» Exercise directions
Find the lines below that contain the string "noun". Copy each one.

» Dataset content
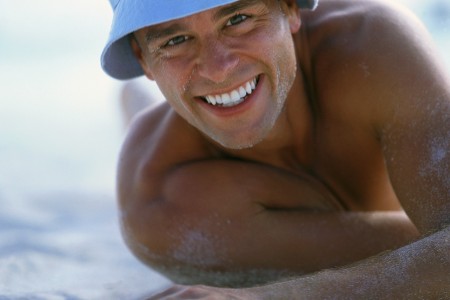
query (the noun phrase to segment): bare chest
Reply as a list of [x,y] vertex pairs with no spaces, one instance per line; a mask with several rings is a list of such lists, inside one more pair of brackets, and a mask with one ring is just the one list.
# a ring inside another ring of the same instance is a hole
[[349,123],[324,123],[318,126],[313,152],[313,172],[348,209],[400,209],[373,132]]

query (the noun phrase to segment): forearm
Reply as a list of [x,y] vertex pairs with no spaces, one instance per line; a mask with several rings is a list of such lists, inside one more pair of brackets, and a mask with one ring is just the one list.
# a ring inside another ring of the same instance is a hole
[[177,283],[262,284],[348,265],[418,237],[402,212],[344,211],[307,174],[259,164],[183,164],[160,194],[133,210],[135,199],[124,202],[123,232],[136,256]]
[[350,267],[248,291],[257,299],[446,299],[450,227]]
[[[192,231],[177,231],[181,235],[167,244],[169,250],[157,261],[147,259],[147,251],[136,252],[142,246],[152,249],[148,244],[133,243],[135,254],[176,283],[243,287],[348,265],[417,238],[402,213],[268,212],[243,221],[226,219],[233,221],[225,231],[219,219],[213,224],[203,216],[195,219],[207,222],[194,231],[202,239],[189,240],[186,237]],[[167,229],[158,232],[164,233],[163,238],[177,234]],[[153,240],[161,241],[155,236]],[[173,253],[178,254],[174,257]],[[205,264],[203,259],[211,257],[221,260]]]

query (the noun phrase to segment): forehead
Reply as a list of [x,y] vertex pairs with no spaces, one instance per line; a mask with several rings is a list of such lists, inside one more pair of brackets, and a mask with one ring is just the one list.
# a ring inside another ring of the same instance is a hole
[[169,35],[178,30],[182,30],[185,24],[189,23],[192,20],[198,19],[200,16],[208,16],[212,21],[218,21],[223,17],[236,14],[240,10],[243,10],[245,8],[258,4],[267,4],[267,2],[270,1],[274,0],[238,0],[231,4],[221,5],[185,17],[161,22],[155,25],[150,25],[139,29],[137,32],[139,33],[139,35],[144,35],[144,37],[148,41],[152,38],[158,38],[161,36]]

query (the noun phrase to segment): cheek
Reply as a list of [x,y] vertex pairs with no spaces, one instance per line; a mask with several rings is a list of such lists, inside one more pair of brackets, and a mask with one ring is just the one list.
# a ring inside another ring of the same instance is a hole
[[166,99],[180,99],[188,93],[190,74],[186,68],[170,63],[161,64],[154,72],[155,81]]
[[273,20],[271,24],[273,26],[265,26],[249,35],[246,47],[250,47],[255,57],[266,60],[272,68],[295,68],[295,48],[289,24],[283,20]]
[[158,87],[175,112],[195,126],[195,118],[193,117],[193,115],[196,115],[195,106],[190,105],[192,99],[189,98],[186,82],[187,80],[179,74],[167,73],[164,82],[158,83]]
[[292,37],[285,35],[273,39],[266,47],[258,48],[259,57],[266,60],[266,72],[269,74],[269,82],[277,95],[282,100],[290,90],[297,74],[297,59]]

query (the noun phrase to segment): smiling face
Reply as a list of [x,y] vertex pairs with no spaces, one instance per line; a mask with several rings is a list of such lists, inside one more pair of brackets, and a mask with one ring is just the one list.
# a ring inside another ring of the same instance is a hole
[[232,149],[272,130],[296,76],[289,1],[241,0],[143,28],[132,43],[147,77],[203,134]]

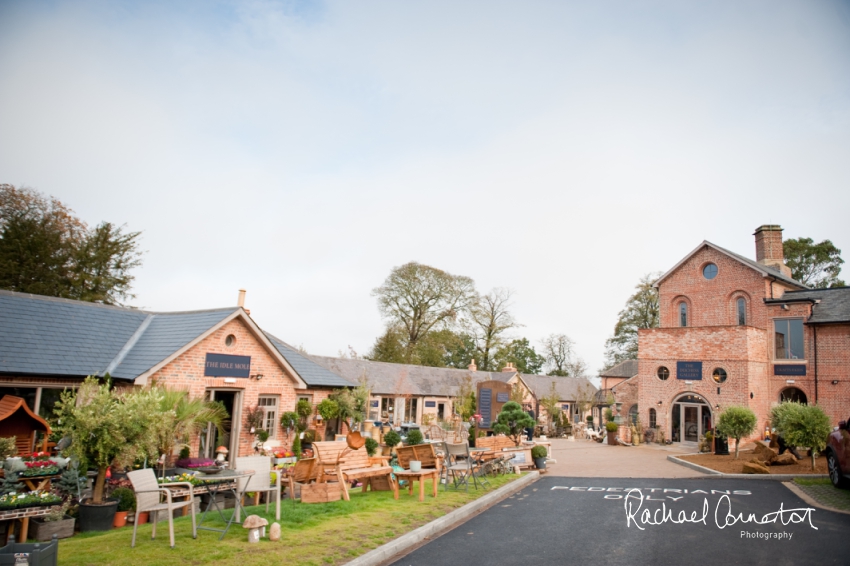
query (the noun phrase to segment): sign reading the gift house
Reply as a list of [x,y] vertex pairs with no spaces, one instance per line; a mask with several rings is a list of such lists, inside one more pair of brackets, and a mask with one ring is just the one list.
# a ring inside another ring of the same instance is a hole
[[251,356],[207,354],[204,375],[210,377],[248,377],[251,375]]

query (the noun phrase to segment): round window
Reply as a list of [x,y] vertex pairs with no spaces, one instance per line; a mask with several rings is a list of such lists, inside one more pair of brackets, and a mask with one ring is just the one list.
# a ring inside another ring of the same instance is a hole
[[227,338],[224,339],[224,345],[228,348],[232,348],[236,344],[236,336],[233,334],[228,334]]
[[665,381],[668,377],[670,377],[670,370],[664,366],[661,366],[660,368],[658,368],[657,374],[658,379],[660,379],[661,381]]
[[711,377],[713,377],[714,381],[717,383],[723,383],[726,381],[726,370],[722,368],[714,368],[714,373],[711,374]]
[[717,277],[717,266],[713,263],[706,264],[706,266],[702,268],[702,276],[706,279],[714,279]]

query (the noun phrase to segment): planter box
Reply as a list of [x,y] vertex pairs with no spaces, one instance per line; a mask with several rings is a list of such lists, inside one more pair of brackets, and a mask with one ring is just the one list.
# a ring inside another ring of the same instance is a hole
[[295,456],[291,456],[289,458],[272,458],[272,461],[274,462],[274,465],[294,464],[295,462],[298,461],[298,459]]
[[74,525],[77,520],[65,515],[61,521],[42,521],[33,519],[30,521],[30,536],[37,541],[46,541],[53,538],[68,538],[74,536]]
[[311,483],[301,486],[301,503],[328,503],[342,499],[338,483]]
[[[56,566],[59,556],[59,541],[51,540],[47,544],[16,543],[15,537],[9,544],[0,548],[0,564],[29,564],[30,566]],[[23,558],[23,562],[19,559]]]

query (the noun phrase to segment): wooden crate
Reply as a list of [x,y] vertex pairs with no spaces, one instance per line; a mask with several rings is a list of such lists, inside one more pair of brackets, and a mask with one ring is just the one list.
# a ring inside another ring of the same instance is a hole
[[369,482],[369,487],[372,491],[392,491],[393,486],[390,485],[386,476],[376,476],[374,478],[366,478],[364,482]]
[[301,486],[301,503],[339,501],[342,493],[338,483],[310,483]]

» Response
query (the noun phrase to segment): bare chest
query (the noun phrase to segment): forearm
query (the noun phrase to segment): forehead
query (the noun phrase to segment): cheek
query (the noun phrase to segment): smiling face
query (the noun phrase to segment): sign reading the gift house
query (the noun phrase to segment): round window
query (the noun phrase to segment): planter box
query (the noun phrase to segment): wooden crate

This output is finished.